No dia 22 de maio, um tornado devastador atingiu Joplin, município de 50 mil habitantes no Estado de Missouri, região central dos Estados Unidos. Classificado como EF5 (a categoria máxima entre os tornados), o fenômeno climático, com ventos de cerca de 300 km/h, percorreu quase 10 quilômetros no centro da cidade – algo incomum, porque em geral os tornados ocorrem na área rural. Resultado: destruição de 30% das construções, morte de 132 pessoas e ferimentos em mais de 900. Foi o tornado mais letal já registrado nos EUA desde 1947. Os ventos da intempérie levaram um papel de receita, arquivado no hospital de Joplin, a 900 quilômetros de distância, ao vizinho Estado de Indiana – um recorde em fenômenos desse tipo de transporte.

A origem da catástrofe foi a conversão de uma nuvem de tempestade em forma de funil num tornado “muito forte, muito grande e obviamente muito danoso em um curtíssimo espaço de tempo”, diz o meteorologista Andy Boxell, do National Weather Service, no site científico OurAmazing- Planet. “É algo que nunca vi pessoalmente e certamente é uma coisa rara de ver”, diz o especialista.

Eventos climáticos antes raros de ver estão, infelizmente, ficando cada vez mais visíveis. Em relação aos tornados, por exemplo, há décadas que os norte-americanos não viam um número tão grande desses fenômenos em abril – 292, segundo o Weather Channel, superando com folga o recorde anterior, de 267 em 1974 (a média do mês é 116). As tempestades mataram 350 pessoasem abril, depois que cerca de 200 tornados cortaram seis Estados do sul dos EUA. Até 12 de junho o Storm Prediction Center, do National Weather Service, já contabilizava 1.238 tornados no país – quando a média anual até essa data é 688. No atual ritmo, de acordo com o Serviço Nacional de Meteorologia dos EUA, o número de vítimas de tornados este ano será o maior desde o início dos registros dessas ocorrências, em 1950.

Os recordes vêm ainda de outras partes do mundo (ver mapa ao lado). Desde o início de seus registros históricos de temperatura, Moscou nunca havia passado por um dia tão quente quanto em 29 de julho de 2010, quando os termômetros no centro da capital russa atingiram 39°C. Ineditamente quente também foi a primavera australiana de 2010 – e nunca choveu tanto no Estado de Queensland, no nordeste do país, quanto em dezembro do ano passado. As extraordinárias precipitações pluviométricas no Paquistão, durante o verão de 2010, e na região serrana do Rio de Janeiro, no Brasil, em janeiro de 2011, deflagraram os maiores desastres naturais desses países. Dezembro de 2010 foi o mês mais frio já registrado na Grã-Bretanha e em muitas cidades da Suécia.

------------------------------------------------

_INSTRUÇÕES DO EXERCÍCIO_
Reproduza fielmente, no texto sobre eventos climáticos extremos, o trecho que vai de "No dia 22 de" até "tipo de transporte.". Baseie-se somente no texto, sem recorrer a nenhuma outra fonte.

_DADOS LISTADOS_
------------------------------------------------

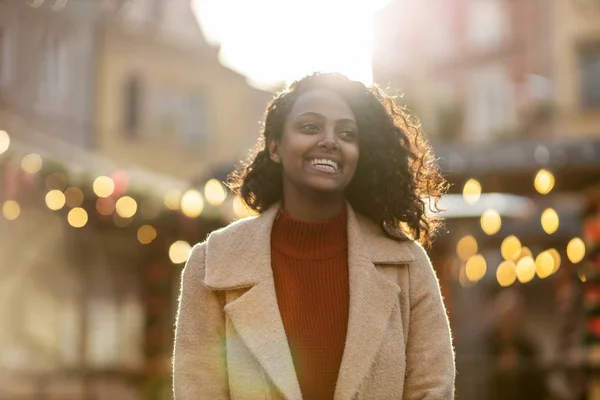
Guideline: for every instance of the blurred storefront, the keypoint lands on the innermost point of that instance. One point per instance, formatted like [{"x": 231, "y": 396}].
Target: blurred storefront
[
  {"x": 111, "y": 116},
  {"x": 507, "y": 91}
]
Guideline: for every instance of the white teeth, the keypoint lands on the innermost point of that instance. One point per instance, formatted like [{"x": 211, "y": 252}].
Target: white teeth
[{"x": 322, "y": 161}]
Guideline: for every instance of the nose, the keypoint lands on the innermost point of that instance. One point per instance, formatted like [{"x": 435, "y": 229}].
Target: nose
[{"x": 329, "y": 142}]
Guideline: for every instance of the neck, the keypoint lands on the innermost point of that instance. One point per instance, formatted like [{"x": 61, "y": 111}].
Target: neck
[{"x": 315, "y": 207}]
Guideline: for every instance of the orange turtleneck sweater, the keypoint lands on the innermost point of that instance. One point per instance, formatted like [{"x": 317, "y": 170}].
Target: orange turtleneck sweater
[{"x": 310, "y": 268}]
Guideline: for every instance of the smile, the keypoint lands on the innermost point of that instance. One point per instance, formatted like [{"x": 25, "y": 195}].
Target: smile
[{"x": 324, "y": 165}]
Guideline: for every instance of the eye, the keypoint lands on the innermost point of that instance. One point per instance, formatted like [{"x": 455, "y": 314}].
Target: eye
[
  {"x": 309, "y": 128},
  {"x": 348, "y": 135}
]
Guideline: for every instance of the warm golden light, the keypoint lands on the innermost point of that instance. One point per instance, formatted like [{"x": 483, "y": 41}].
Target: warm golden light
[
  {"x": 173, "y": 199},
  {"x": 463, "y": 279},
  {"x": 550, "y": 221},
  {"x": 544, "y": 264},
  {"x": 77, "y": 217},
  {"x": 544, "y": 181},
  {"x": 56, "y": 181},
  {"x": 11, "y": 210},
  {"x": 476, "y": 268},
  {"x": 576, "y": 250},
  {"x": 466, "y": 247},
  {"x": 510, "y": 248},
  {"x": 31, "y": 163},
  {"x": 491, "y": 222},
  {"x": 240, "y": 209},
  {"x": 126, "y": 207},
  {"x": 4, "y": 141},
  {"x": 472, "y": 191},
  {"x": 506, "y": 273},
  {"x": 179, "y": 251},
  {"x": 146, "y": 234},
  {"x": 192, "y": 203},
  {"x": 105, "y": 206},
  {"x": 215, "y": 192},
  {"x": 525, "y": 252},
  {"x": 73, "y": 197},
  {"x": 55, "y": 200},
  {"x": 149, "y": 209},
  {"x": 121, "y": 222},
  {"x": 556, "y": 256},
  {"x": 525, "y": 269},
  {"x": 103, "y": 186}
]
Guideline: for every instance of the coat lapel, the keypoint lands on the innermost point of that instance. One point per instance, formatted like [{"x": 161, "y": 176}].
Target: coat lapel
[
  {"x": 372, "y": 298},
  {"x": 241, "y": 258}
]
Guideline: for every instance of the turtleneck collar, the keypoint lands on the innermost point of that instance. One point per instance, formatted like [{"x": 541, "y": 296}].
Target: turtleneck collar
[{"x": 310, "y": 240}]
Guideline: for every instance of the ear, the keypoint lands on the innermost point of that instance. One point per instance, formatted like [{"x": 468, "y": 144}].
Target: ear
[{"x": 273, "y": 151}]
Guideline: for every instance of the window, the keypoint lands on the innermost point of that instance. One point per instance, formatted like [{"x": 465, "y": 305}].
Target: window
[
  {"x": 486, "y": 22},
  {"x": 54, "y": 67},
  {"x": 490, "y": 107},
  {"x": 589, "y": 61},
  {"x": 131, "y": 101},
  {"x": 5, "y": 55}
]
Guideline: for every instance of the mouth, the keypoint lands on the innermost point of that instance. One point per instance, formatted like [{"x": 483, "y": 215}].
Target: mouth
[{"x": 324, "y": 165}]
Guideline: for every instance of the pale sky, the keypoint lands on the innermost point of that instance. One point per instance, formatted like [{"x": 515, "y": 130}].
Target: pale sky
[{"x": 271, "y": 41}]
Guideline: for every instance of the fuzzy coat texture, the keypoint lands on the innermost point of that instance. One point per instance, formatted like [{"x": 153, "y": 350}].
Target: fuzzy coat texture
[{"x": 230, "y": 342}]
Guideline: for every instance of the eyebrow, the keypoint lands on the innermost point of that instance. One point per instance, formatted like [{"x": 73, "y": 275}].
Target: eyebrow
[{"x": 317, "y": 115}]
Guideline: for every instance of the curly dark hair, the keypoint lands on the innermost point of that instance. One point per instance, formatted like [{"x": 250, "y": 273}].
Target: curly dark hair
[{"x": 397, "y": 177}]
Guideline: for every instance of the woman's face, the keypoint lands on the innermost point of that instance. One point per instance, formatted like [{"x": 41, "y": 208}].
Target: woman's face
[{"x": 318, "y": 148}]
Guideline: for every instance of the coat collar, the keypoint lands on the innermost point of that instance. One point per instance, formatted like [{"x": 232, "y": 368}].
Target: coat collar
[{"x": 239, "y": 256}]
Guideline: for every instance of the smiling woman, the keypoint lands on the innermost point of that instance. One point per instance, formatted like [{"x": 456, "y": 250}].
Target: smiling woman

------------------------------------------------

_RESPOSTA ABAIXO_
No dia 22 de maio, um tornado devastador atingiu Joplin, município de 50 mil habitantes no Estado de Missouri, região central dos Estados Unidos. Classificado como EF5 (a categoria máxima entre os tornados), o fenômeno climático, com ventos de cerca de 300 km/h, percorreu quase 10 quilômetros no centro da cidade – algo incomum, porque em geral os tornados ocorrem na área rural. Resultado: destruição de 30% das construções, morte de 132 pessoas e ferimentos em mais de 900. Foi o tornado mais letal já registrado nos EUA desde 1947. Os ventos da intempérie levaram um papel de receita, arquivado no hospital de Joplin, a 900 quilômetros de distância, ao vizinho Estado de Indiana – um recorde em fenômenos desse tipo de transporte.